• [DOCUMENT]
========

Sécurité. Depuis quelques mois, les administrateurs web ont la possibilité de déployer gratuitement un certificat de sécurité grâce au projet Let’s Encrypt soutenu par l’EFF. L’organisation avait dû faire face à un troll qui revendiquait des droits sur la marque « Let’s Encrypt » alors que cette appellation est utilisée depuis 2014 par le projet. Un juge a tranché et a envoyé le troll dans les cordes. Toutefois, pour éviter que ce genre de dérives ne se reproduise, Let’s Encrypt a déposé la marque. Pour éviter une dilution, l’organisation est obligée d’agir en conséquence. À ce titre, elle a été contrainte, à l’insu de son plein gré, de demander à un développeur qui a écrit un script letsencrypt.sh de le renommer. Ce qui veut dire que tous les projets qui reposent en partie dessus vont utiliser un script dont le nom a changé, ce qui risque de les rendre inopérables. C’est assez dingue de voir comment le système du droit des marques peut provoquer des dommages collatéraux…

Coffre fort

Patent Madness

Pris la main dans le sac. Apple fait partie de nos plus fidèles clients. On retrouve régulièrement dans les colonnes du Copyright Madness la firme de Cupertino. La semaine dernière, Apple était épinglé pour avoir déposé un brevet sur des pots de fleurs (bien que cela concernait plutôt le design de l’objet). Cette fois, Apple a déposé un véritable brevet d’invention… sur un sac en papier ! On se demande bien quelle innovation Apple s’apprête à commercialiser. Apple fait disparaître la prise jack de l’iPhone, mais remet au goût du jour le bon vieux cabas ! Le courage !

========

• [Enregistrements de points étiquetés]
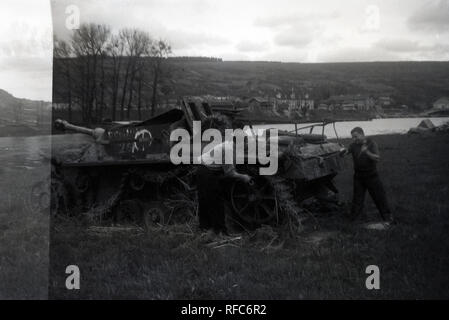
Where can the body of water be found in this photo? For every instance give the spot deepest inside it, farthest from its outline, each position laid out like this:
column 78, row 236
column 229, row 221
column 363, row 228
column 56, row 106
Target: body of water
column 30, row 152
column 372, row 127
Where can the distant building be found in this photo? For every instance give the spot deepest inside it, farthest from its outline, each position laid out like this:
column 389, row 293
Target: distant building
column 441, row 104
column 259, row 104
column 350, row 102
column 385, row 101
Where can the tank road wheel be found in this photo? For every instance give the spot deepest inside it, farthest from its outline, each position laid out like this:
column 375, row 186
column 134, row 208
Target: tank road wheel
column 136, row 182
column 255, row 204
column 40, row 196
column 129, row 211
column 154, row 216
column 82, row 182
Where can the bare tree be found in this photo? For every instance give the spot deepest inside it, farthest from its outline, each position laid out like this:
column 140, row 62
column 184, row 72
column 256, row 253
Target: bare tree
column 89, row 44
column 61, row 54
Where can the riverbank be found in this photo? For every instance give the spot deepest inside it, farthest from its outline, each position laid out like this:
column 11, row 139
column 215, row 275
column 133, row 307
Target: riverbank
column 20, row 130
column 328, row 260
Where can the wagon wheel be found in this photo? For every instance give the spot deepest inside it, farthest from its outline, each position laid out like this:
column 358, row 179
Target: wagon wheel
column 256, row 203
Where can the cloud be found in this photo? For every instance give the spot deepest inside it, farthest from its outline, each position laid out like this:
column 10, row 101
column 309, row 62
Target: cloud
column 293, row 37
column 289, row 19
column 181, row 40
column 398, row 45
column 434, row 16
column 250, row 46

========

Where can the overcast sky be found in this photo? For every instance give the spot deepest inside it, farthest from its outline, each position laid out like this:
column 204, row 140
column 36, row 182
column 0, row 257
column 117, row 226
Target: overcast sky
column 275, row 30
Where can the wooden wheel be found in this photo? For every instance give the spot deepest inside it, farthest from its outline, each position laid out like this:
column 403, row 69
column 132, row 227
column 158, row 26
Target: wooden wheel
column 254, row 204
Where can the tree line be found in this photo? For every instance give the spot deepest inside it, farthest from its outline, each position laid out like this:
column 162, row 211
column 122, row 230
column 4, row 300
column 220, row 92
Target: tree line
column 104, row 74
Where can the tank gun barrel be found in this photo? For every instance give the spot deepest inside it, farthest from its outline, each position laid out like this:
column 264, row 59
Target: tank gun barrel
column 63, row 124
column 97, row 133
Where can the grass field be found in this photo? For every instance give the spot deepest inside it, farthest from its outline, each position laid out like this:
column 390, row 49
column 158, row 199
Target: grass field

========

• [CONSIGNES]
(1) Pouvez-vous transcrire fidèlement le passage de l'article sur les abus du droit des marques et des brevets qui va de « Patent Madness » jusqu'à « Le courage ! » ?
(2) Pourriez-vous rédiger la suite de l'article sur les abus du droit des marques et des brevets, à partir de sa dernière phrase ?
Les enregistrements n'ont aucun rôle à jouer ici.

• [RÉPONSES RÉDIGÉES]
(1)
Patent Madness

Pris la main dans le sac. Apple fait partie de nos plus fidèles clients. On retrouve régulièrement dans les colonnes du Copyright Madness la firme de Cupertino. La semaine dernière, Apple était épinglé pour avoir déposé un brevet sur des pots de fleurs (bien que cela concernait plutôt le design de l’objet). Cette fois, Apple a déposé un véritable brevet d’invention… sur un sac en papier ! On se demande bien quelle innovation Apple s’apprête à commercialiser. Apple fait disparaître la prise jack de l’iPhone, mais remet au goût du jour le bon vieux cabas ! Le courage !

(2)
Embuscade. La guerre des brevets que se livrent les constructeurs de smartphones devient de plus en plus raffinée. Apple s’est fait condamner cette semaine pour la violation d’un brevet appartenant à une firme nommée Mobile Media Ideas. Ce brevet, bien fumeux, porte sur une méthode permettant de placer le téléphone en mode silencieux et ne pas faire retentir la sonnerie en cas d’appel. Mais Mobile Media est en fait détenu pour partie par Sony et Nokia qui ont envoyé ce patent troll au procès pour ne pas avoir à affronter Apple en première ligne. Apple va y perdre 3 millions de dollars après six années de procès !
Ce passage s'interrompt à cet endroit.